SUPPLIED TEXT >>
If you’re asking generally on the East Coast this week, then I’d say “pretty good.” But if you’re asking about Jenny Offil’s novel “Weather”—then boy oh boy do I have a reading list for you.

Weather”

Jenny Offill, 2021

Those of you in the old guard may remember this book in a “other resources” list from the first year of the patreon (back when reading lists were staggering, wildly over-ambitious things). But like the clouds featured on the cover of this book (or looming, formless dread featured in the pages), Offill’s story drifted back into my life after a series of conversations with artists renewed my interest in exploring how to compose works addressing climate change.

Offill’s style often consists of interweaving different snippets of streams of consciousness - her characters circle the drain of a few running preoccupations, which often seem to exacerbate each other or gradually merge into something larger and omnipresent. Her books are also funny, strange, captivating, blisteringly fast to read and very difficult to excerpt to any effect; I’ve tried and tried to take a piece for Telelibrary, but the genius of her work is how cumulative it is. Your sense of the character, the story, and the vibe of the book build and build, one tiny piece at a time.

RELATED READING

JENNY OFFILL in conversation with Brit Marling

City Arts & Lectures

I first learned about this author from this lecture, way back in 2021. The conversation was far reaching and profound, and at the time felt like a strikingly new perspective on the COVID pandemic. It was the first time I felt I heard someone balance respect for inestimable loss of the current moment with hope for the ways we may learn to live smaller from this time of contraction. When creating art around climate change, I think most artists feel they must carefully walk the line on the “hope to despair spectrum.” Offill’s work somehow seems to do both at times, and maybe never better than in this conversation

Something New Under the Sun

Alexandra Kleeman

“But Yannick,” you cry; “what if I have a constant need to feel climate anxiety? What will I do when I finish ‘Weather?’” Well, you can get a head start on what’s sure to make a future appearance on a reading list — Alexandra Kleeman’s book feels a bit like if Hunter S. Thompson, Terry Gilliam, and David Attenborough had a child, and that child took a road trip to LA.

Surreal, disturbing, near-future dystopia that feels far too near (for bonus discomfort, try reading while traveling to Los Angeles like I did), it’s a strange book that doesn’t work like most things I’ve read. Ultimately, that oddity will be staying with me—and perhaps like the end of an old-fashioned Mass; “and also with you.”

WHAT IS NEEDED >> Please repeat the reading list word for word from "Offill’s style often" to "piece at a time.". The data comes from a different source than the reading list.

GIVEN RECORDS >>
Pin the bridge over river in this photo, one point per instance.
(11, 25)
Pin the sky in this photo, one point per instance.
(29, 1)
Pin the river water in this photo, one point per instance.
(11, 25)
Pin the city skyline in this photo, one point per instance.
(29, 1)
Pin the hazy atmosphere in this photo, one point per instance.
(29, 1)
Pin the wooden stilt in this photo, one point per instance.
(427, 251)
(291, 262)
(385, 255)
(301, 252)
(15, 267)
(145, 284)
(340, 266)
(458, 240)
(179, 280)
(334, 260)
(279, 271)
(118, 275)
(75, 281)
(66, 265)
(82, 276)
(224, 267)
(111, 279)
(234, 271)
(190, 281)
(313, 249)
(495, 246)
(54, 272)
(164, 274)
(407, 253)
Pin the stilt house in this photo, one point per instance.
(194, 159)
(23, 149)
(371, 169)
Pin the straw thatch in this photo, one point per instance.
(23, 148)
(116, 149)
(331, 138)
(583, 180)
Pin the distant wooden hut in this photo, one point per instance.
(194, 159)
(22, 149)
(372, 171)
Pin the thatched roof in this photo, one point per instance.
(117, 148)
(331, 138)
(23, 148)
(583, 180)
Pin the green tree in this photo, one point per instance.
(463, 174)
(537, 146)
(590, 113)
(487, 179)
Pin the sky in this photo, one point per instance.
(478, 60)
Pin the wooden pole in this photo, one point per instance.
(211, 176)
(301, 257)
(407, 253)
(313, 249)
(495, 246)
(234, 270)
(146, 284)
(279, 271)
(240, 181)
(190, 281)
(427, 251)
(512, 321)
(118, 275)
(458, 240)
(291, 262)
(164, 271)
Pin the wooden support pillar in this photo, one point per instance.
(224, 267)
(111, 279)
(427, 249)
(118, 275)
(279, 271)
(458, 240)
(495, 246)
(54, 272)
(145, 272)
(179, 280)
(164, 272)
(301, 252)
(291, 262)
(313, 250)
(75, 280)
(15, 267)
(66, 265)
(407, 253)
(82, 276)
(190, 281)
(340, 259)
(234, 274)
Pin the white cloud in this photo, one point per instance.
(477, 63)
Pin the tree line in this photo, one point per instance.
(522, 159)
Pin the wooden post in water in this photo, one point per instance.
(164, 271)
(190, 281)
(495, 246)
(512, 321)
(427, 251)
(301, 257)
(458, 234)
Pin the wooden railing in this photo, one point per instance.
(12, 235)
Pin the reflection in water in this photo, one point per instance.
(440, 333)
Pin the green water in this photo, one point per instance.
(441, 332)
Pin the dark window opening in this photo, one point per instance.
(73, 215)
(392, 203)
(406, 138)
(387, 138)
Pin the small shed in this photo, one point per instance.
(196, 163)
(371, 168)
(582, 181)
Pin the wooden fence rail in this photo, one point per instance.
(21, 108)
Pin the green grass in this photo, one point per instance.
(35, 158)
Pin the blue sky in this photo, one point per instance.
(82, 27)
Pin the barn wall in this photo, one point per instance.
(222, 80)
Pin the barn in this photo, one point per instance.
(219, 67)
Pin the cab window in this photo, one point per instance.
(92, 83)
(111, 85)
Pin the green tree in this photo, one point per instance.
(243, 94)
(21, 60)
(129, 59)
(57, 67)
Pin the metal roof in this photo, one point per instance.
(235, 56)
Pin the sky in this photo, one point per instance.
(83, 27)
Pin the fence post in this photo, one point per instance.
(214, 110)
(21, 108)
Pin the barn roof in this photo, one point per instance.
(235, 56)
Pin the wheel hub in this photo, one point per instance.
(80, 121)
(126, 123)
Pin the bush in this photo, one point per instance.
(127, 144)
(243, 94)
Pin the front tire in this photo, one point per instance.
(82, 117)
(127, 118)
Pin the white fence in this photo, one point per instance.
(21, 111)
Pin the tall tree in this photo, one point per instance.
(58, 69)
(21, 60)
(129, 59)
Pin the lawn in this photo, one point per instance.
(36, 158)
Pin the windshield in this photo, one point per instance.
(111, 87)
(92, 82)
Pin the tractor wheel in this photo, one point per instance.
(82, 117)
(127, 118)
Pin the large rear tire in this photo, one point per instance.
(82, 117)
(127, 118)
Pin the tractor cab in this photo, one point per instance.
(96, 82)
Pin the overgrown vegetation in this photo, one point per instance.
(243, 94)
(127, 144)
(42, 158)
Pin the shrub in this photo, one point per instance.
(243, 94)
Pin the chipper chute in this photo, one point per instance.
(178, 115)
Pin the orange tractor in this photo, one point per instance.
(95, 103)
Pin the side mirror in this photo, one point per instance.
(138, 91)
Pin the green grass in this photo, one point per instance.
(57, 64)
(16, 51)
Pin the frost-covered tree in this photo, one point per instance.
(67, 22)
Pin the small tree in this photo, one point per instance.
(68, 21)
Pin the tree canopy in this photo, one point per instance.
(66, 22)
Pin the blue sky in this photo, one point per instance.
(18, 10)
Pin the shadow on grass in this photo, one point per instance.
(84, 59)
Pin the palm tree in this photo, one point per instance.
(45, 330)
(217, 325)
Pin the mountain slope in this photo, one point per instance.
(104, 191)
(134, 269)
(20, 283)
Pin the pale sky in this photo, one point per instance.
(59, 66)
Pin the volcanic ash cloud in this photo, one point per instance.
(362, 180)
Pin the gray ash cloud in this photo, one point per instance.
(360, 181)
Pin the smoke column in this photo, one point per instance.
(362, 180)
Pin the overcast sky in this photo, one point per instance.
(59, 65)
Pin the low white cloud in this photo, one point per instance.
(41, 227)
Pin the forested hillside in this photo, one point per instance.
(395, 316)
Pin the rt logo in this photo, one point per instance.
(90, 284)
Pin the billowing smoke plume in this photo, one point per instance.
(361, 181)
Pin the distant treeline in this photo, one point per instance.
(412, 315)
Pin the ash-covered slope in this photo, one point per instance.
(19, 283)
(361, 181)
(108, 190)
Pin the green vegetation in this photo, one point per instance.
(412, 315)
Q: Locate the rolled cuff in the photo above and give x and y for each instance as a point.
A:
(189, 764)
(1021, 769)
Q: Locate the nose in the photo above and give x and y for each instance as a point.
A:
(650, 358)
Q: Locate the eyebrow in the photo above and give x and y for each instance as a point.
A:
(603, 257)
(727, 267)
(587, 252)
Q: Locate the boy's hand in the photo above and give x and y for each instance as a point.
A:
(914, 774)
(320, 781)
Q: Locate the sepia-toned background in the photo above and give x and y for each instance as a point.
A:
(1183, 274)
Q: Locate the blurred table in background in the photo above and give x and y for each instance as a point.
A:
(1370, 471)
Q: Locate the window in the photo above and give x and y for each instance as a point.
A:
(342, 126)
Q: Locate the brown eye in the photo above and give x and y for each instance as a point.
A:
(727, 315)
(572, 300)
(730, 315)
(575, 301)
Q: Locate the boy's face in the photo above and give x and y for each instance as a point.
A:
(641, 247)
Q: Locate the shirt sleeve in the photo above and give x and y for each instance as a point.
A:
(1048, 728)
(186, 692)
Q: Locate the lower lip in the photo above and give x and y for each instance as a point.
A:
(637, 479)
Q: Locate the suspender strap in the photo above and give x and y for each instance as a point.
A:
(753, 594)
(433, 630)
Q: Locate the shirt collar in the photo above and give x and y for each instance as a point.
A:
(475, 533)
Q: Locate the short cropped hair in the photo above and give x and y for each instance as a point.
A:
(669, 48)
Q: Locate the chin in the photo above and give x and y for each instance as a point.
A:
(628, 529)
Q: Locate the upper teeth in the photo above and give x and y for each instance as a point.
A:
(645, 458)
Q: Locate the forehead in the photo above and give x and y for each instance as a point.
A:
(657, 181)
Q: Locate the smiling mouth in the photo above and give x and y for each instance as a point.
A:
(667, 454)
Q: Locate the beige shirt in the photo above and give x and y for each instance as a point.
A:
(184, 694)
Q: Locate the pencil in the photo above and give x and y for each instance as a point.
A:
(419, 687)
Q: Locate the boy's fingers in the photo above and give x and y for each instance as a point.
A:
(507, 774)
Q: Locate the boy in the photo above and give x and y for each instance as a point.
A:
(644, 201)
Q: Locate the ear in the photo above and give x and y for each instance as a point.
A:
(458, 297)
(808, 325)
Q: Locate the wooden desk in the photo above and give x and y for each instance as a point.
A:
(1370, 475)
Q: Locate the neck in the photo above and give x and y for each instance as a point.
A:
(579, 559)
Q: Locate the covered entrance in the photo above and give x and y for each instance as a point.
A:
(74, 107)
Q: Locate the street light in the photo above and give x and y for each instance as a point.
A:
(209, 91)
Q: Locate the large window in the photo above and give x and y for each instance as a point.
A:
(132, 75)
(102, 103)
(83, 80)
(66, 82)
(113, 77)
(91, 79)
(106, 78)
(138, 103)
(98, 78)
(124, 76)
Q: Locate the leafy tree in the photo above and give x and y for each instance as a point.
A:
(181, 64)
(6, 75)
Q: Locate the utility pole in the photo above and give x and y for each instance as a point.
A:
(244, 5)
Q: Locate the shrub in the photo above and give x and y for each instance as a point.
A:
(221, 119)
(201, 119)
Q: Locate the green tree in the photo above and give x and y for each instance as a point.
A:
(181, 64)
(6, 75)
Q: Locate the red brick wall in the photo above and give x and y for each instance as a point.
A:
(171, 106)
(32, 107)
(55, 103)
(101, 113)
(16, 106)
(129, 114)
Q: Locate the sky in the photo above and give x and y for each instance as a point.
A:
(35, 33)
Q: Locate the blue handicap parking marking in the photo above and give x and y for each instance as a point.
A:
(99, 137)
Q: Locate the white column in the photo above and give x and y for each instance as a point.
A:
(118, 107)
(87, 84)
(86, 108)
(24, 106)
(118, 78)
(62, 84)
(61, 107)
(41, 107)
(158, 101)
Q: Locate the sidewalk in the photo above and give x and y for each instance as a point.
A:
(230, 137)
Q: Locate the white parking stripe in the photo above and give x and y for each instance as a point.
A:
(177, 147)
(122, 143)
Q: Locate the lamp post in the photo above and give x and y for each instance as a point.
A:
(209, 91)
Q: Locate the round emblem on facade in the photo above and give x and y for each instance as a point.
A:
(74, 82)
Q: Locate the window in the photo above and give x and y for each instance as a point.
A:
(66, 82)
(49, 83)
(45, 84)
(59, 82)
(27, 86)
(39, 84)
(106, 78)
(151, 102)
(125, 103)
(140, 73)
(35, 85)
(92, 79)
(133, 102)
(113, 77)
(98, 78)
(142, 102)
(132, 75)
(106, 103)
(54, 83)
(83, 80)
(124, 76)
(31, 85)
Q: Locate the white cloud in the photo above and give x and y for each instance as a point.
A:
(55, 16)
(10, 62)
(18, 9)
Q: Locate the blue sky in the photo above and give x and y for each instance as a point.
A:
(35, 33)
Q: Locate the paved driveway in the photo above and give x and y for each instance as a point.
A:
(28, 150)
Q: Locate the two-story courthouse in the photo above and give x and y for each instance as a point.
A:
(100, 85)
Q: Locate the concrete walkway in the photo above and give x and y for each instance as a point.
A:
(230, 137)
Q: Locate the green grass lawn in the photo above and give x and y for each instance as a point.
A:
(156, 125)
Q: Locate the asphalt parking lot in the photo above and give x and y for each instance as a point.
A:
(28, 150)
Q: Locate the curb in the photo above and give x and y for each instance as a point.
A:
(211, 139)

REPLY >>
Offill’s style often consists of interweaving different snippets of streams of consciousness - her characters circle the drain of a few running preoccupations, which often seem to exacerbate each other or gradually merge into something larger and omnipresent. Her books are also funny, strange, captivating, blisteringly fast to read and very difficult to excerpt to any effect; I’ve tried and tried to take a piece for Telelibrary, but the genius of her work is how cumulative it is. Your sense of the character, the story, and the vibe of the book build and build, one tiny piece at a time.